Tarea a realizar
Escribe otra vez, sin ningún cambio, todas las líneas de los registros que vienen a continuación.

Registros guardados
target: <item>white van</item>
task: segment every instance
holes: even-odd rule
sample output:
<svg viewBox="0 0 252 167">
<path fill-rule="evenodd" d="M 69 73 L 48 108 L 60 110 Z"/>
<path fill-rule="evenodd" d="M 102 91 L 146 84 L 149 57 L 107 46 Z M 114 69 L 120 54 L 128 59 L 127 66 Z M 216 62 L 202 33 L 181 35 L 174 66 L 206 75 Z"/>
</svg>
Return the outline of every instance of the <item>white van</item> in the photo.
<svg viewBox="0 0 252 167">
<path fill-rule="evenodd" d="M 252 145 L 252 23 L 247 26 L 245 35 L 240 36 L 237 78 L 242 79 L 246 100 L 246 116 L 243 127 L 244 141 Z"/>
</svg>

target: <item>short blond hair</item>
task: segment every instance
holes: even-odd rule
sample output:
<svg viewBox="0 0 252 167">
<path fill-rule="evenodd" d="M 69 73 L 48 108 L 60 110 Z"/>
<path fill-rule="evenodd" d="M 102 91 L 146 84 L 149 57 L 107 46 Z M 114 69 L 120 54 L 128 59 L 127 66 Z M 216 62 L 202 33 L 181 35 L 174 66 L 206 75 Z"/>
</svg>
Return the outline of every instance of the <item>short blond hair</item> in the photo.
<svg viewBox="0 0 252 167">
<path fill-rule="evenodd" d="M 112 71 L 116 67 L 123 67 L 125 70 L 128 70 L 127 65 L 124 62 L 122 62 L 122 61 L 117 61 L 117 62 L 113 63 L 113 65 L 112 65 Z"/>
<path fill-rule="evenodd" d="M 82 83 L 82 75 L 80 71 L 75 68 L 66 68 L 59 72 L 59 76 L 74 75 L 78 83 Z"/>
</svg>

Solución del ejercicio
target: <item>white van</item>
task: segment every instance
holes: even-odd rule
sample output:
<svg viewBox="0 0 252 167">
<path fill-rule="evenodd" d="M 69 73 L 48 108 L 60 110 Z"/>
<path fill-rule="evenodd" d="M 102 91 L 146 84 L 149 57 L 107 46 Z M 114 69 L 120 54 L 128 59 L 127 66 Z M 216 62 L 202 33 L 181 35 L 174 66 L 206 75 Z"/>
</svg>
Return the outline of every instance of the <item>white van</item> in the photo.
<svg viewBox="0 0 252 167">
<path fill-rule="evenodd" d="M 252 145 L 252 23 L 247 26 L 245 35 L 240 36 L 237 78 L 242 79 L 246 100 L 246 116 L 243 127 L 244 141 Z"/>
</svg>

target: <item>short blond hair</item>
task: segment every instance
holes: even-odd rule
sample output:
<svg viewBox="0 0 252 167">
<path fill-rule="evenodd" d="M 69 73 L 48 108 L 60 110 Z"/>
<path fill-rule="evenodd" d="M 102 91 L 146 84 L 149 57 L 107 46 Z M 114 69 L 120 54 L 128 59 L 127 66 Z M 216 62 L 202 33 L 181 35 L 174 66 L 206 75 Z"/>
</svg>
Return the outline of every instance of the <item>short blond hair</item> in the photo.
<svg viewBox="0 0 252 167">
<path fill-rule="evenodd" d="M 112 71 L 116 67 L 123 67 L 125 70 L 128 70 L 127 65 L 124 62 L 122 62 L 122 61 L 117 61 L 117 62 L 113 63 L 113 65 L 112 65 Z"/>
<path fill-rule="evenodd" d="M 82 83 L 82 75 L 80 71 L 75 68 L 66 68 L 59 72 L 59 76 L 74 75 L 78 83 Z"/>
</svg>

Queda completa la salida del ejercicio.